Set down word for word each line from the one containing "Task: please point out the person with" through the end of the records, both included. Do not copy any pictures.

(Dataset excerpts)
--

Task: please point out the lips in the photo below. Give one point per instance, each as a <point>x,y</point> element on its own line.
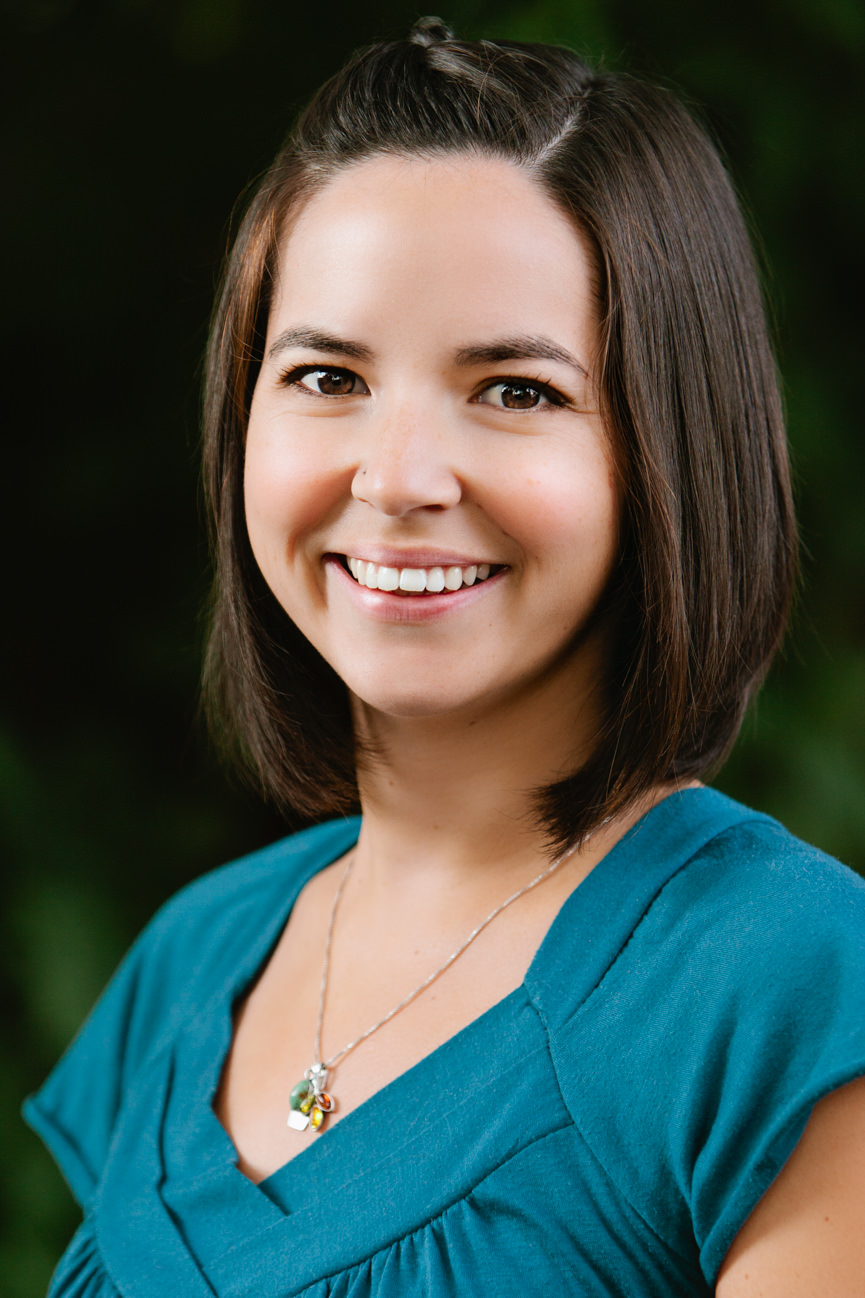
<point>417,580</point>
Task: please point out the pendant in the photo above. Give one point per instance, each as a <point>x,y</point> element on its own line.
<point>309,1103</point>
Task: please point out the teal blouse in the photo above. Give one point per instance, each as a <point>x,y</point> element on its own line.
<point>601,1131</point>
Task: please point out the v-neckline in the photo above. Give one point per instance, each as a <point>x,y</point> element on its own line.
<point>591,896</point>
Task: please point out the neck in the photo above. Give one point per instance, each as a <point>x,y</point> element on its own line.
<point>451,798</point>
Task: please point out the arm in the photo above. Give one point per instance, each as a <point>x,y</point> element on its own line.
<point>807,1236</point>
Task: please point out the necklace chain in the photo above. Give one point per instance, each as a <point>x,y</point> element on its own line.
<point>309,1102</point>
<point>455,955</point>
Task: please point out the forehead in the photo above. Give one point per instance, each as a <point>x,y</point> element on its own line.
<point>468,236</point>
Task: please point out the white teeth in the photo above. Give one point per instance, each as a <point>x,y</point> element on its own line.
<point>412,579</point>
<point>416,580</point>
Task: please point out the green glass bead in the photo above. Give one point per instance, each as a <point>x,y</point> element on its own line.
<point>299,1094</point>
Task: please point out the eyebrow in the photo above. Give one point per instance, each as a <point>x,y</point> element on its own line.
<point>318,340</point>
<point>518,348</point>
<point>522,348</point>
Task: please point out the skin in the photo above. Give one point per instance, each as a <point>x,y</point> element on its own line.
<point>381,428</point>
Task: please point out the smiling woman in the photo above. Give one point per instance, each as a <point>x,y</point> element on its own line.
<point>504,545</point>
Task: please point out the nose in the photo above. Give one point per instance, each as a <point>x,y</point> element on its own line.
<point>405,465</point>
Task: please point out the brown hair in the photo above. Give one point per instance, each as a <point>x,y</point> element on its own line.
<point>690,397</point>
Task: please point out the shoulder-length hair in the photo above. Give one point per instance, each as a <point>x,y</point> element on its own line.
<point>689,390</point>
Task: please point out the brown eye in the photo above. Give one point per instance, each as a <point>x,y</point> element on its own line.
<point>518,396</point>
<point>330,383</point>
<point>514,395</point>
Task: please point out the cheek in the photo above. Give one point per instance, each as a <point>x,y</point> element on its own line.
<point>287,493</point>
<point>564,513</point>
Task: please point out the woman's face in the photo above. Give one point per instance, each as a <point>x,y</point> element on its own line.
<point>429,487</point>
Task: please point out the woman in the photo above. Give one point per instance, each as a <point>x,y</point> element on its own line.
<point>504,545</point>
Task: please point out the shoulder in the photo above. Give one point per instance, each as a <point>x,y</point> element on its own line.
<point>207,939</point>
<point>731,1006</point>
<point>757,887</point>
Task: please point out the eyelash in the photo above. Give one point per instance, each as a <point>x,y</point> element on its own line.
<point>551,395</point>
<point>294,378</point>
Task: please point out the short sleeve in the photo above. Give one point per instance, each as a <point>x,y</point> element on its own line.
<point>75,1110</point>
<point>737,1004</point>
<point>212,933</point>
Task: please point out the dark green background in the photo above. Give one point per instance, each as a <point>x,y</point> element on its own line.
<point>131,126</point>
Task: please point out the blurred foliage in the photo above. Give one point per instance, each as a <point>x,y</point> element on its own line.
<point>130,129</point>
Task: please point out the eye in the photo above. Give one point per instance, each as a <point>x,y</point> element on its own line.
<point>520,395</point>
<point>322,382</point>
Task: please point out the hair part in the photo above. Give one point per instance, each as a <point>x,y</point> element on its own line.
<point>689,391</point>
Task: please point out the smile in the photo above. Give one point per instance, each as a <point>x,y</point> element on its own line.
<point>417,580</point>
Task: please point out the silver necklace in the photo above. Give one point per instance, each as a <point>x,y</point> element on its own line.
<point>309,1101</point>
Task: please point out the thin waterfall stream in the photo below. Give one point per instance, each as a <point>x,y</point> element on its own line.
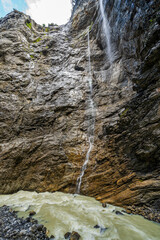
<point>91,110</point>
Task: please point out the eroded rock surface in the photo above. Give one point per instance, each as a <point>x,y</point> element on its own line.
<point>43,104</point>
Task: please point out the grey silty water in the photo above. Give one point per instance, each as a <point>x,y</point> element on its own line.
<point>91,110</point>
<point>107,30</point>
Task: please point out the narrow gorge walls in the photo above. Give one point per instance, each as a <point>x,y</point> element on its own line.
<point>44,115</point>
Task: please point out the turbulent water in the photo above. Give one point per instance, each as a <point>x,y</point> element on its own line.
<point>91,111</point>
<point>62,213</point>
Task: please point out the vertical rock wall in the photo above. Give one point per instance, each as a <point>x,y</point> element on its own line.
<point>43,107</point>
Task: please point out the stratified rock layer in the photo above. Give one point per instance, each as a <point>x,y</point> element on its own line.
<point>43,104</point>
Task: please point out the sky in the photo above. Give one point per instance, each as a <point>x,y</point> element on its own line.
<point>42,11</point>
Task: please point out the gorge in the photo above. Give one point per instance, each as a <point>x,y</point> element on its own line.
<point>52,108</point>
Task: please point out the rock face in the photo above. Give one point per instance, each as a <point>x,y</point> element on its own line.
<point>44,97</point>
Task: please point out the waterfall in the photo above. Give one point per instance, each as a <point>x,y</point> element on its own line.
<point>106,29</point>
<point>91,111</point>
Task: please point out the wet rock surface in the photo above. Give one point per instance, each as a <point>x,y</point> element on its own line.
<point>12,227</point>
<point>44,98</point>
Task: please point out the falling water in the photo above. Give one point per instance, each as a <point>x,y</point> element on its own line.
<point>106,29</point>
<point>91,111</point>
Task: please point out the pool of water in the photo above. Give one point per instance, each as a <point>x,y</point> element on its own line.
<point>62,213</point>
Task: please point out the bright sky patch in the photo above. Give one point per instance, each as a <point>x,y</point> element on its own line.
<point>42,11</point>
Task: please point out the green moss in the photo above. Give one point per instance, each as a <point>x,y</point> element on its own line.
<point>141,180</point>
<point>29,25</point>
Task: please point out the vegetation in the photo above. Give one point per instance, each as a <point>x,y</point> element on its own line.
<point>37,40</point>
<point>29,24</point>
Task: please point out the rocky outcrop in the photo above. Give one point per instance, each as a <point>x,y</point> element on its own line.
<point>43,107</point>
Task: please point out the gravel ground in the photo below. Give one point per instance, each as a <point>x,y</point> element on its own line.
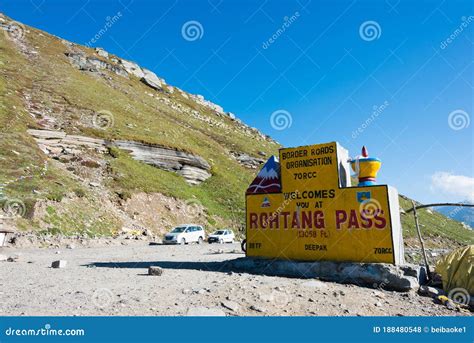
<point>113,280</point>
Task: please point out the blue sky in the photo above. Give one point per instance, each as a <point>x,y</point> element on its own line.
<point>322,70</point>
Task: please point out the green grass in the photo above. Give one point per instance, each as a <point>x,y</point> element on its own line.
<point>73,96</point>
<point>434,227</point>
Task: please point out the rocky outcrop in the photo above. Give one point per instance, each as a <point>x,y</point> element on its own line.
<point>125,68</point>
<point>194,169</point>
<point>247,160</point>
<point>93,64</point>
<point>132,68</point>
<point>150,79</point>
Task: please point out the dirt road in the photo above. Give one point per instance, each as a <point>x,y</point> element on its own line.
<point>113,280</point>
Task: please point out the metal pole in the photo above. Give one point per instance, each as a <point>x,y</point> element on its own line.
<point>440,204</point>
<point>421,241</point>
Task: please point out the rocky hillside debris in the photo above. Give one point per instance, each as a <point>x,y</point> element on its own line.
<point>124,68</point>
<point>192,167</point>
<point>132,68</point>
<point>150,79</point>
<point>93,64</point>
<point>377,275</point>
<point>155,270</point>
<point>102,53</point>
<point>203,102</point>
<point>247,160</point>
<point>54,142</point>
<point>59,264</point>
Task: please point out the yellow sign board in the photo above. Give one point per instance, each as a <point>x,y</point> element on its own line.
<point>313,218</point>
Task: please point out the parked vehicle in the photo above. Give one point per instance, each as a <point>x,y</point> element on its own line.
<point>186,233</point>
<point>222,236</point>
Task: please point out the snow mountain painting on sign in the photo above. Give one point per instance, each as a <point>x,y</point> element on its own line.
<point>268,179</point>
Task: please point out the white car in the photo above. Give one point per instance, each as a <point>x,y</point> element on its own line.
<point>187,233</point>
<point>221,236</point>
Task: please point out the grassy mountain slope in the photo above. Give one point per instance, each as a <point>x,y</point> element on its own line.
<point>38,77</point>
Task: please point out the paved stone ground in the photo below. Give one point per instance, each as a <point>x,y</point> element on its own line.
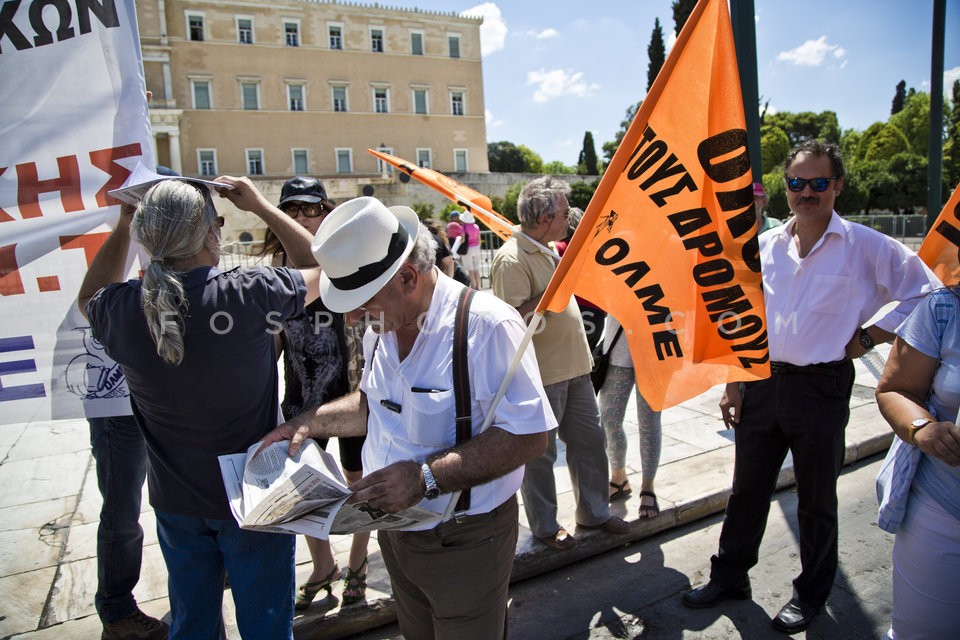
<point>49,508</point>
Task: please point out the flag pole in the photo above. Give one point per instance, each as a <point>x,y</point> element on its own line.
<point>512,369</point>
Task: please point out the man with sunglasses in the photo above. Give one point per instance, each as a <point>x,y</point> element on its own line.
<point>823,278</point>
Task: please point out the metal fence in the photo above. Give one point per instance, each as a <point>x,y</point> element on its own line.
<point>909,230</point>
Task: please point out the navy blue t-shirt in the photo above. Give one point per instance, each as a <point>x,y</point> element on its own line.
<point>222,397</point>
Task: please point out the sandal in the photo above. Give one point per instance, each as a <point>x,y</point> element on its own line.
<point>649,511</point>
<point>622,492</point>
<point>309,590</point>
<point>355,585</point>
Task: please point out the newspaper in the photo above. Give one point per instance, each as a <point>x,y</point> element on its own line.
<point>305,494</point>
<point>141,179</point>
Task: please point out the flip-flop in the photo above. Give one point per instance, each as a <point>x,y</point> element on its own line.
<point>622,491</point>
<point>648,511</point>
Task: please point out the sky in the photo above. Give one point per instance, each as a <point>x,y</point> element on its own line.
<point>556,69</point>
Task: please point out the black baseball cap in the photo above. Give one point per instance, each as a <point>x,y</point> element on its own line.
<point>302,189</point>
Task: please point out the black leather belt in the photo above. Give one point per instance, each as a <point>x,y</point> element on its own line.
<point>821,368</point>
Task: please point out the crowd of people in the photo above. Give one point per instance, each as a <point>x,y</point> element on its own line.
<point>387,346</point>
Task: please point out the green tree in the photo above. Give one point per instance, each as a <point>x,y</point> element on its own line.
<point>656,52</point>
<point>951,148</point>
<point>587,164</point>
<point>507,205</point>
<point>532,162</point>
<point>557,168</point>
<point>581,192</point>
<point>914,121</point>
<point>899,98</point>
<point>774,147</point>
<point>504,157</point>
<point>681,11</point>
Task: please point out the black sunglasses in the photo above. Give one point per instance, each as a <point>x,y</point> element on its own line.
<point>817,184</point>
<point>311,210</point>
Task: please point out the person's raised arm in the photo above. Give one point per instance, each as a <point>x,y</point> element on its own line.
<point>293,237</point>
<point>346,416</point>
<point>107,266</point>
<point>488,456</point>
<point>901,396</point>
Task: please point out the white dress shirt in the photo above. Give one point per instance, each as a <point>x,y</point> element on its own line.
<point>815,304</point>
<point>422,387</point>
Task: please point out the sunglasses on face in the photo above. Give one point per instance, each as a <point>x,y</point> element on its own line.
<point>817,184</point>
<point>306,210</point>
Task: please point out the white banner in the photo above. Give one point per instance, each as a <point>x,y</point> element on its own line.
<point>73,124</point>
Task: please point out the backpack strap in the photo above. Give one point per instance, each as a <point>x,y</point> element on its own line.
<point>461,386</point>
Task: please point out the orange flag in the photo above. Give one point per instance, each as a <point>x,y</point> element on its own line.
<point>939,248</point>
<point>471,200</point>
<point>668,244</point>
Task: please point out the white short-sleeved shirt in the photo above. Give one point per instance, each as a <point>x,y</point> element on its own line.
<point>422,385</point>
<point>816,303</point>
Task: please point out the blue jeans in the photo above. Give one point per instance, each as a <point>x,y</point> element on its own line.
<point>199,551</point>
<point>121,459</point>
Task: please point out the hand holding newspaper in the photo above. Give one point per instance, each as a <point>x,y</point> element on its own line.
<point>303,494</point>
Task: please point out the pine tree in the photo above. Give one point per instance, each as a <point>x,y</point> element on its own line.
<point>899,98</point>
<point>656,52</point>
<point>587,165</point>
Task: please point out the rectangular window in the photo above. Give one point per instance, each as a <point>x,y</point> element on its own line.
<point>250,95</point>
<point>424,158</point>
<point>295,97</point>
<point>301,165</point>
<point>344,160</point>
<point>380,101</point>
<point>376,40</point>
<point>255,162</point>
<point>340,99</point>
<point>195,27</point>
<point>201,94</point>
<point>245,30</point>
<point>460,160</point>
<point>335,32</point>
<point>419,100</point>
<point>291,32</point>
<point>207,162</point>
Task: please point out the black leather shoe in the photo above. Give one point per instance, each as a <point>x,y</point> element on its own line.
<point>712,593</point>
<point>795,616</point>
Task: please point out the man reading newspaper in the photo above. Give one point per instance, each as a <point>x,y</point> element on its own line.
<point>449,578</point>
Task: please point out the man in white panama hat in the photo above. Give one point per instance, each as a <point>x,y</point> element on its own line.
<point>449,580</point>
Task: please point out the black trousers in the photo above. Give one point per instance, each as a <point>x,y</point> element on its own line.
<point>804,411</point>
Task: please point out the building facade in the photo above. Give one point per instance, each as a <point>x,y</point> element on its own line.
<point>287,87</point>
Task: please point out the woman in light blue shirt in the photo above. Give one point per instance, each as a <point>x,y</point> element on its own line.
<point>919,395</point>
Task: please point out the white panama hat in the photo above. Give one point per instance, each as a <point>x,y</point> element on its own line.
<point>359,246</point>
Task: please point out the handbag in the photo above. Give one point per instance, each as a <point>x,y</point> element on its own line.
<point>893,483</point>
<point>601,362</point>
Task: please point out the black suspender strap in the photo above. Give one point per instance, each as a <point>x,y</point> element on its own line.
<point>461,386</point>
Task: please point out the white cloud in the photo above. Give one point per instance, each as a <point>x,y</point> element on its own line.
<point>488,117</point>
<point>812,53</point>
<point>949,77</point>
<point>549,32</point>
<point>493,31</point>
<point>559,82</point>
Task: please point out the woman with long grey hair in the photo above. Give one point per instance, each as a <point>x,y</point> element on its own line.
<point>197,348</point>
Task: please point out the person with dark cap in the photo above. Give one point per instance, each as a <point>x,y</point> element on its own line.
<point>320,350</point>
<point>449,579</point>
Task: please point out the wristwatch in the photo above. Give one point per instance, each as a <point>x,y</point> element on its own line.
<point>915,426</point>
<point>433,491</point>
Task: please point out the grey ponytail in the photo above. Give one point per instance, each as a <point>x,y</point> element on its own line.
<point>172,223</point>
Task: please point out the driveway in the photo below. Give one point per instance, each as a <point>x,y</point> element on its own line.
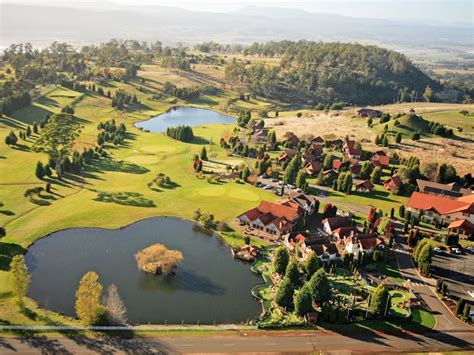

--

## [ANSWER BOX]
Task: please point out the person with dark cap in the photo above. Give one point per instance, each as a <point>x,y</point> element on its own line.
<point>320,350</point>
<point>449,579</point>
Task: please point out the wristwatch in the photo above. Give one point per instance, each as a <point>x,y</point> element on its own line.
<point>915,426</point>
<point>433,491</point>
Task: please point out the grey ponytail in the photo above. Give one point per instance, each as a <point>x,y</point> element on its own line.
<point>172,223</point>
Task: please point out the driveway in the photo below. Give one point per instance, each as a <point>x,y</point> element on its own line.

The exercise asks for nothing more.